> [TASK]: In the listing below, find every line with the string "yellow" and pull it out.

> [MATERIAL TO PROCESS]:
◇ ◇ ◇ ◇ ◇

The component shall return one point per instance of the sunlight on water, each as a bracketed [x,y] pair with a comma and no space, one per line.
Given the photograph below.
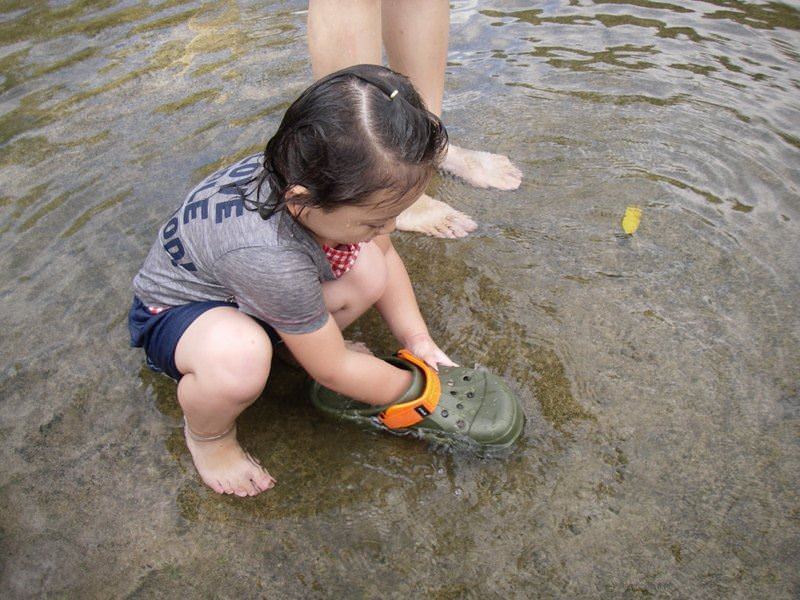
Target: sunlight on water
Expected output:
[658,370]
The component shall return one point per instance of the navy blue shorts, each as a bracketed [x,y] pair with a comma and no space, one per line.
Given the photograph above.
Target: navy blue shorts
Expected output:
[159,334]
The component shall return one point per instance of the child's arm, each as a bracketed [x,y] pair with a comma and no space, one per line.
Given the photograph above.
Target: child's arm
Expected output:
[398,307]
[361,376]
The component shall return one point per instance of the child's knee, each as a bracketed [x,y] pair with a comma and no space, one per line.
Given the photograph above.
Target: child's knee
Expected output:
[239,364]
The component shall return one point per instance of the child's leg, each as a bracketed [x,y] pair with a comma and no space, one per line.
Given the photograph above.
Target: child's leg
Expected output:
[224,357]
[415,33]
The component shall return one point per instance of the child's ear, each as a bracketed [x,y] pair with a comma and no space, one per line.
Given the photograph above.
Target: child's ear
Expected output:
[294,193]
[294,199]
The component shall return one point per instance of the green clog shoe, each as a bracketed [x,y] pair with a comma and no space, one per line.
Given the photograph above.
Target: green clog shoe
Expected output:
[459,406]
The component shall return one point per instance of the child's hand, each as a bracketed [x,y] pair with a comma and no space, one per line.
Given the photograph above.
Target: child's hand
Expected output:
[425,348]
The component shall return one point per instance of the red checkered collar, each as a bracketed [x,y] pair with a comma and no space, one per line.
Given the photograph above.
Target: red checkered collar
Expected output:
[342,257]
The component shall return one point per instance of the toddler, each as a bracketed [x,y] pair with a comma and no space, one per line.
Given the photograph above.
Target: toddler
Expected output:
[289,248]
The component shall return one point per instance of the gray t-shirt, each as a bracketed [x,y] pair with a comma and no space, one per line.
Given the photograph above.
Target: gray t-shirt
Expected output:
[213,248]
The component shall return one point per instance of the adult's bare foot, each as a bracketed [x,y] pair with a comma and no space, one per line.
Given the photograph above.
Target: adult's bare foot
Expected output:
[225,467]
[435,218]
[482,169]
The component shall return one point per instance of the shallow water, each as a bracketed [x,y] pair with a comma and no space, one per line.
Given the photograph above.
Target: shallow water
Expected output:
[659,372]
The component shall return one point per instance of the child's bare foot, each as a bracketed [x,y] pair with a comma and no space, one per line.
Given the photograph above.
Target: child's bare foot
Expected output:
[482,169]
[435,218]
[225,467]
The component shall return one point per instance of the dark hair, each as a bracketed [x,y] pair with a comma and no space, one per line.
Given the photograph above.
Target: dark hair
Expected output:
[348,136]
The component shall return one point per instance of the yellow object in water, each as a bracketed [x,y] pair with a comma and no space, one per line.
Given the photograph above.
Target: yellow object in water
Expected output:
[630,222]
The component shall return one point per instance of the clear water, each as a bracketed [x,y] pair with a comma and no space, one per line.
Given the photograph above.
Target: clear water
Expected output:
[659,373]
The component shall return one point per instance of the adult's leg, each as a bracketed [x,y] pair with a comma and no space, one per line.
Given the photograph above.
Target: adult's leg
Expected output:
[342,33]
[415,33]
[224,357]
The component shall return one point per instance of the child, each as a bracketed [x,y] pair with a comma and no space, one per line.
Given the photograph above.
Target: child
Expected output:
[290,247]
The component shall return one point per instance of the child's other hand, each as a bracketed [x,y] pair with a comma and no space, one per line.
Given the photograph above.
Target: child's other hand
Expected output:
[426,349]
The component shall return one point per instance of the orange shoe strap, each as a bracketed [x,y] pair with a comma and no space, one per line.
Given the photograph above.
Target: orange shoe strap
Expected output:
[412,412]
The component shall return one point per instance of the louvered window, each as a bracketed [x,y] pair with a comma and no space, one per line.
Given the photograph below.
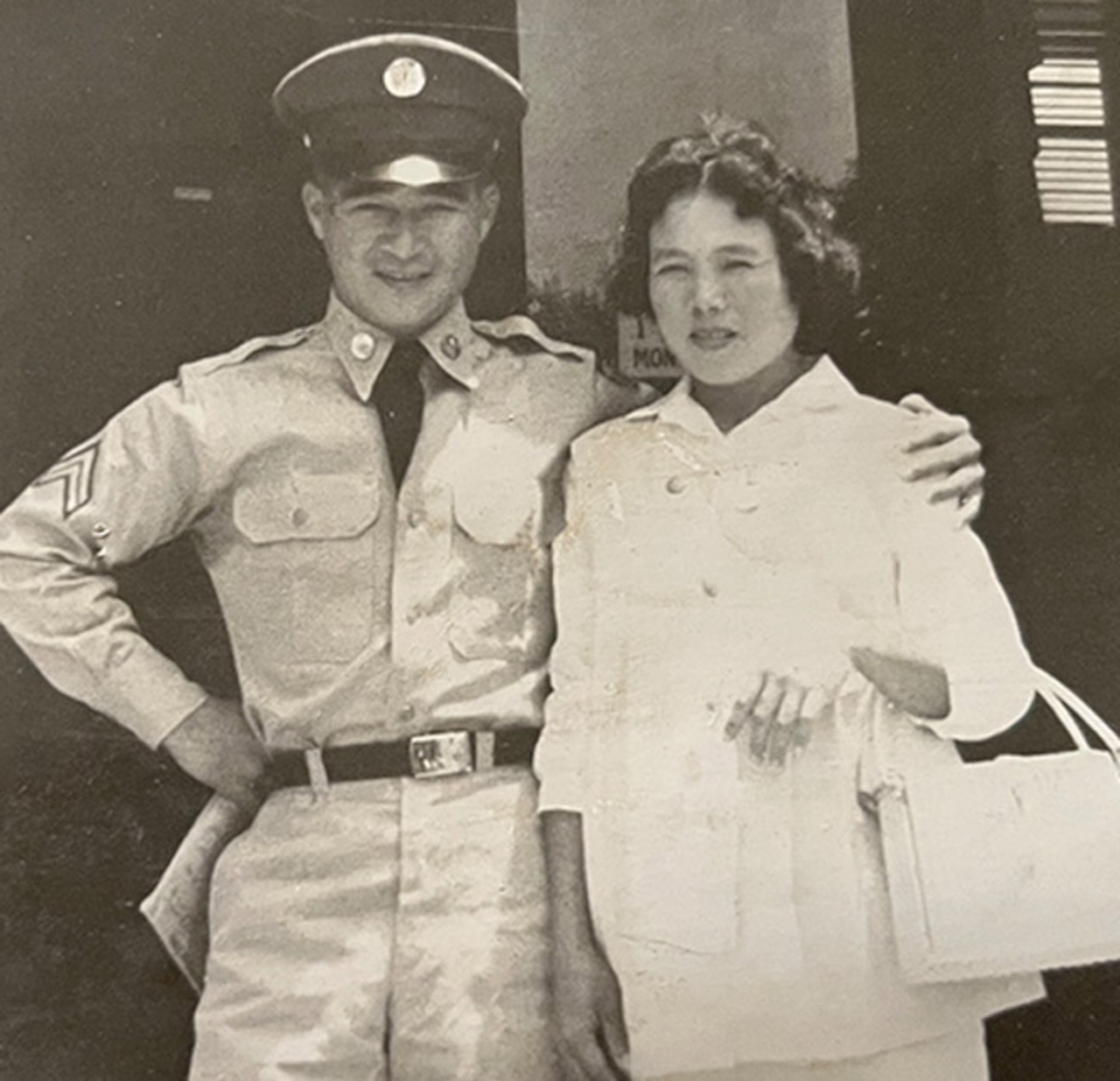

◇ ◇ ◇ ◇ ◇

> [FINAL ANSWER]:
The component shall return one point per instance of the yellow object in water, each as a bracketed [x,y] pair with a comma and no space, one per line.
Target: yellow object in water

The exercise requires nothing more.